### THE TASK
Records appear below. Give all of them again, exactly.

*** Opening SUPPLIED RECORDS ***

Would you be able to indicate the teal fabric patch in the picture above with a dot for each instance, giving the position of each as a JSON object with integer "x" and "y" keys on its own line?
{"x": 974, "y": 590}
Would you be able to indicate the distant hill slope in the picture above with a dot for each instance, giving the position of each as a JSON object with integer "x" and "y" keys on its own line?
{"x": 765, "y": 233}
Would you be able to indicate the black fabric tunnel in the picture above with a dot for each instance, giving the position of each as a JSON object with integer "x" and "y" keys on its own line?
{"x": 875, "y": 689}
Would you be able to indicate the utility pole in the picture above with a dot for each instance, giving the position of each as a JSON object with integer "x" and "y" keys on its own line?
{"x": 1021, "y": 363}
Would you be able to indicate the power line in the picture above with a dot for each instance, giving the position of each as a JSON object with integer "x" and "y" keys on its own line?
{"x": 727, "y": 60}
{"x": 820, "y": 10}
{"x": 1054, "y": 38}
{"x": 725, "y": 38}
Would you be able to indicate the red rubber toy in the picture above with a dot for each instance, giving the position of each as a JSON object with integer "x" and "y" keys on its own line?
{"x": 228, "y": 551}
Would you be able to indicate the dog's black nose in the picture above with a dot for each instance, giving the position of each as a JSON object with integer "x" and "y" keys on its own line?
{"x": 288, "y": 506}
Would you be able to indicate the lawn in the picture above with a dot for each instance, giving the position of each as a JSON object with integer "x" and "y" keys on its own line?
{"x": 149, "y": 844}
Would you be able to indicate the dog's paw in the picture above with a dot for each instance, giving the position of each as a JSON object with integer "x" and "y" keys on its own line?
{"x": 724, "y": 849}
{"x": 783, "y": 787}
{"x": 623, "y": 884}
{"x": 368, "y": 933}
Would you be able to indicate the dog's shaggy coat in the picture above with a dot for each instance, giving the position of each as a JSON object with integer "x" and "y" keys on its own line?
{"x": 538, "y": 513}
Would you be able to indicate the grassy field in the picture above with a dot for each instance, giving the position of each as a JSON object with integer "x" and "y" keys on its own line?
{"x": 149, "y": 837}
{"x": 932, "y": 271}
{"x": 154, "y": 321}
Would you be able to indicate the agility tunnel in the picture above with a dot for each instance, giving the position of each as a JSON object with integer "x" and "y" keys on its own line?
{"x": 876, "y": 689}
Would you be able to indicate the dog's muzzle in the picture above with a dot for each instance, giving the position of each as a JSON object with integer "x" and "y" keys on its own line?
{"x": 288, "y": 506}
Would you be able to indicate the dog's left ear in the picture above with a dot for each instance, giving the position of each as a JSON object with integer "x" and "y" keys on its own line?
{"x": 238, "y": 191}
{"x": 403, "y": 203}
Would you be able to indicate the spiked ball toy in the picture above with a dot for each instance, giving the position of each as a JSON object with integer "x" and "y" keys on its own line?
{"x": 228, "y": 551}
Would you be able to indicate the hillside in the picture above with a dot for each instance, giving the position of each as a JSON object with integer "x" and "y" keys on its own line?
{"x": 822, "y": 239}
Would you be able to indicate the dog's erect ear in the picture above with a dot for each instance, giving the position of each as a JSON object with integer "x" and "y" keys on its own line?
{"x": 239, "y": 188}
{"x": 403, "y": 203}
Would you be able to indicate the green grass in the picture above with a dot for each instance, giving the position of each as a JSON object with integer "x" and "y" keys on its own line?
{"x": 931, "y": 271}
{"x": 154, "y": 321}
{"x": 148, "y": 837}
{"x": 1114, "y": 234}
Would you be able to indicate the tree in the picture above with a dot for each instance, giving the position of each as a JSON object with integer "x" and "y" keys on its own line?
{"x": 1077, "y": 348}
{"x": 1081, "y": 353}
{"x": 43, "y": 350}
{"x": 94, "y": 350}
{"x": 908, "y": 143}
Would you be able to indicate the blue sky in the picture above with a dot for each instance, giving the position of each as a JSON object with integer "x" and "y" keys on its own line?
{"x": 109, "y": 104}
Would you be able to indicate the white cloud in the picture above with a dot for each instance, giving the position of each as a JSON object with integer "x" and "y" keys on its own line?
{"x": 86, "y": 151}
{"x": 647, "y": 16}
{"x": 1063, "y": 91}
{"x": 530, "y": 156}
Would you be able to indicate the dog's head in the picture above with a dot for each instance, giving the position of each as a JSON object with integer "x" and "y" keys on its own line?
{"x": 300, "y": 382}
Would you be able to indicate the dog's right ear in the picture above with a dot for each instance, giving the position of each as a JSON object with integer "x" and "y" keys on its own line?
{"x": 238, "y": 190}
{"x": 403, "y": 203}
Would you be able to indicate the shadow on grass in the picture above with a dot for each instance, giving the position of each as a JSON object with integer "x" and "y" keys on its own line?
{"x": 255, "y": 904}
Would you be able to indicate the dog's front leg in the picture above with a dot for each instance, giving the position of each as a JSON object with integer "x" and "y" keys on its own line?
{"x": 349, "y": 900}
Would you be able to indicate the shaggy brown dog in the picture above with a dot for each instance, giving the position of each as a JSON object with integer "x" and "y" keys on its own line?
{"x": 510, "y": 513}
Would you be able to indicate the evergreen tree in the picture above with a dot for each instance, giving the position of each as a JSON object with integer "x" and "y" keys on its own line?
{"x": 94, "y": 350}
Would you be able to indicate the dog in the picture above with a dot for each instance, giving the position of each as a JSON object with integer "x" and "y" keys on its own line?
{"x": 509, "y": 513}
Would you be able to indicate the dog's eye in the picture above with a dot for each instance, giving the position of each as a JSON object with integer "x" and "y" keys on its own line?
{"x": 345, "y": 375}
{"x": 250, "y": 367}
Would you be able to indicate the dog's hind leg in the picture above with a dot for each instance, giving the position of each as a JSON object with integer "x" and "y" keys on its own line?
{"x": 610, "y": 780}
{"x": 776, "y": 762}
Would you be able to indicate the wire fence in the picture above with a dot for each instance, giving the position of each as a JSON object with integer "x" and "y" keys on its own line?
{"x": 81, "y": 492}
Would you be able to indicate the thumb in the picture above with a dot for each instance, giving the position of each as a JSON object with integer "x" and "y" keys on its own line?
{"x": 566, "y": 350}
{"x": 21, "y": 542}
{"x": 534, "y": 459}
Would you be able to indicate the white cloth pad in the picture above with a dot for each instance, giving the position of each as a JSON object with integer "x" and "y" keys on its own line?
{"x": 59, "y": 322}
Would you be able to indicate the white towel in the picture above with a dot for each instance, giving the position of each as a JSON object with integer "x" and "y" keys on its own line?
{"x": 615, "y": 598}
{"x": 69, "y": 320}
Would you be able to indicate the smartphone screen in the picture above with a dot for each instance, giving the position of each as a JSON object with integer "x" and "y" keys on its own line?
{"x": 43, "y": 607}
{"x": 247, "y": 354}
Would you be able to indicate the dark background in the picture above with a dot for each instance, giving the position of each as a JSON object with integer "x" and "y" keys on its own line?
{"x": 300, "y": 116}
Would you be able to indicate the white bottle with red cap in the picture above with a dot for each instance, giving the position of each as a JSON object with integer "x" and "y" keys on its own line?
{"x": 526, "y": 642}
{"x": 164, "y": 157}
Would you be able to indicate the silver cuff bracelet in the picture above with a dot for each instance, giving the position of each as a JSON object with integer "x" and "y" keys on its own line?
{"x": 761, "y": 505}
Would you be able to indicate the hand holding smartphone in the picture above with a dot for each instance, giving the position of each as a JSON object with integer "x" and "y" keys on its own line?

*** Closing SUPPLIED RECORDS ***

### OUTPUT OF THE EXERCISE
Would you be able to indicate the teal fabric patch in the picture above with a dot for each instance, giving the position of each as a JSON object with integer "x" and "y" keys on its own line?
{"x": 974, "y": 590}
Would you be able to indicate the distant hill slope in the picture above with a dot for each instance, giving the position of each as a JSON object with integer "x" and "y" keys on its own line?
{"x": 765, "y": 233}
Would you be able to indicate the black fabric tunnel in the picture above with a dot for each instance, giving the position of each as a JSON object with integer "x" and "y" keys on its own line?
{"x": 875, "y": 689}
Would you be able to indicate the utility pole in the picture above with a dot for each instance, giving the position of each as a JSON object with integer "x" and "y" keys on its own line?
{"x": 1021, "y": 363}
Would you be able to indicate the power line in the picture above with a dot for each instance, giving the position of each as a JSON object with integer "x" and "y" keys on its own line?
{"x": 727, "y": 60}
{"x": 820, "y": 10}
{"x": 1054, "y": 38}
{"x": 725, "y": 38}
Would you be able to indicate the red rubber toy in the picture above with a dot for each instance, giving the position of each as a JSON object with integer "x" and "y" keys on its own line?
{"x": 228, "y": 551}
Would you be able to indicate the dog's black nose in the picture above with a dot for each instance, giving the position of each as a JSON object with integer "x" and "y" keys on its own line?
{"x": 288, "y": 506}
Would you be able to indicate the lawn in the picture above with a dot for each instance, giving the position of each as a JSON object with integer "x" and "y" keys on its own line?
{"x": 149, "y": 844}
Would you be able to indicate the dog's paw in the picture above with a dot for each instance, giving the position of each as a JSON object with integer "x" and "y" keys on its own line?
{"x": 724, "y": 849}
{"x": 783, "y": 787}
{"x": 623, "y": 884}
{"x": 368, "y": 933}
Would you be able to indicate the dog's shaggy coat in the picture above with a dot for each instance, giving the position of each as a JSON object with integer "x" and "y" keys on its own line?
{"x": 538, "y": 513}
Would you be able to indicate the grassy field in the picture above with a dot for each instance, giving the position of each as a JSON object with integer "x" and "y" keys on its own line?
{"x": 149, "y": 837}
{"x": 932, "y": 271}
{"x": 154, "y": 321}
Would you be able to indicate the agility tunnel in the picture above with a dot for each instance, giving the position of each as a JSON object with integer "x" and "y" keys on its own line?
{"x": 876, "y": 689}
Would you be able to indicate the dog's muzzle in the picture above with a dot for each instance, giving the position of each as a JSON object with integer "x" and "y" keys on its own line?
{"x": 288, "y": 506}
Would you be able to indicate the dog's left ear in the picture above with a dot for each instance, giving the position of each as a JSON object with integer "x" and "y" keys on its own line?
{"x": 238, "y": 191}
{"x": 403, "y": 203}
Would you be able to indicate the spiked ball toy in the picture above with a dot for each instance, giving the position of each as a JSON object with integer "x" and "y" keys on its own line?
{"x": 228, "y": 551}
Would you be able to indicate the hillside in the picture above with a dot for each instance, giving the position of each as a JSON object with integer "x" and "y" keys on its own line?
{"x": 822, "y": 239}
Would you be able to indicate the dog's erect ear in the picture above with a dot for each instance, giving the position of each as a JSON object with integer "x" and "y" keys on its own line?
{"x": 239, "y": 188}
{"x": 403, "y": 203}
Would you be able to indicate the green grass in the picture above with a dot for each instance, giving the position of each as a JSON object with integer "x" and "y" keys on its own line?
{"x": 931, "y": 271}
{"x": 154, "y": 321}
{"x": 148, "y": 837}
{"x": 1114, "y": 234}
Would you be able to indicate the tree in the picture above with a dot for each instance, giving the position of each as a JSON object with integer "x" and "y" keys on its own line?
{"x": 1077, "y": 348}
{"x": 1081, "y": 353}
{"x": 43, "y": 350}
{"x": 94, "y": 350}
{"x": 908, "y": 143}
Would you be able to indicate the blue sky in the picture above with a dot for each instance, giving the position of each as a JSON object with integer "x" and "y" keys on its own line?
{"x": 109, "y": 104}
Would you be able to indicate the white cloud in the picture above with a dot for each instance, giving the position of each as a JSON object with integer "x" and "y" keys on its own line?
{"x": 86, "y": 151}
{"x": 647, "y": 16}
{"x": 1063, "y": 91}
{"x": 530, "y": 156}
Would you be able to indicate the dog's head in the picture above with a dot for each instance, giving the position of each as a JSON object with integer "x" and "y" keys on its own line?
{"x": 300, "y": 382}
Would you be able to indicate the dog's right ear in the picture above with a dot for each instance, giving the position of each as a JSON object with integer "x" and "y" keys on its own line?
{"x": 238, "y": 190}
{"x": 403, "y": 203}
Would you be able to indicate the shadow on grass in the picture above with a dot for each instance, giving the position of each as a JSON object with integer "x" and "y" keys on its own line?
{"x": 255, "y": 904}
Would you be able to indicate the dog's front leg in the picture above with a dot for each instance, giving the position of each as a JSON object with integer "x" and "y" keys on its own line?
{"x": 349, "y": 900}
Would you be able to indicate the shaggy brown dog in the picture above with a dot for each instance, giving the position of each as a JSON object with integer "x" and "y" keys on its own line?
{"x": 510, "y": 513}
Would you be able to indicate the evergreen tree in the picture above with a dot for each instance, giving the position of each as a JSON object with integer "x" and "y" keys on its own line?
{"x": 94, "y": 350}
Would you be able to indicate the dog in the picture above with a dot for each instance, giving the position of each as a JSON object with integer "x" and "y" keys on its own line?
{"x": 509, "y": 513}
Would you be able to indicate the dog's eye in the picture above with a dot for each instance, giving the position of each as a JSON object with integer "x" and "y" keys on its own line?
{"x": 345, "y": 375}
{"x": 250, "y": 367}
Would you be able to indicate the dog's hind leg in the picture above with a dot for each instance, giving the position of each as a JSON object with integer "x" and "y" keys on its own line?
{"x": 610, "y": 780}
{"x": 776, "y": 762}
Would you be able to indicate the wire fence in the picture above with a dot for each instance, giving the position of each as a JSON object with integer "x" and "y" keys on its own line?
{"x": 81, "y": 492}
Would you be able to indicate the thumb in the picture above with a dot for each instance, giving the position of each as a JSON object with integer "x" and "y" keys on its own line?
{"x": 566, "y": 350}
{"x": 21, "y": 542}
{"x": 534, "y": 459}
Would you be able to indicate the white cloth pad in the picture above with a dot for each instance, giving the position of each as a JSON object with integer "x" and "y" keys on its own line?
{"x": 59, "y": 322}
Would you be able to indicate the white towel in the picture above with a dot for each instance, giving the position of each as a JSON object with integer "x" and "y" keys on its own line?
{"x": 615, "y": 598}
{"x": 69, "y": 320}
Would you be able to indicate the smartphone screen in the picture above with a dot for each instance, giving the position of each as a JSON object with integer "x" and "y" keys on its own line?
{"x": 43, "y": 607}
{"x": 247, "y": 354}
Would you be able to indicate the dark background in the picture above with a dot for each instance, giving the position of each as a JSON object with integer "x" and "y" keys on its own line?
{"x": 300, "y": 116}
Would you be able to indicate the white bottle with red cap in the picture above with a dot for each instance, giving the position of each as a JSON object with integer "x" and "y" keys on its own line?
{"x": 526, "y": 642}
{"x": 164, "y": 157}
Would you be able to indicate the silver cuff bracelet in the picture above with a dot for each instance, giving the position of each as a JSON object with integer "x" and "y" keys on its own line?
{"x": 761, "y": 505}
Would you be able to indicate the hand holding smartphone in the picture above with a dot for each instance, giving the position of each as a JSON object with integer "x" and "y" keys on its own line?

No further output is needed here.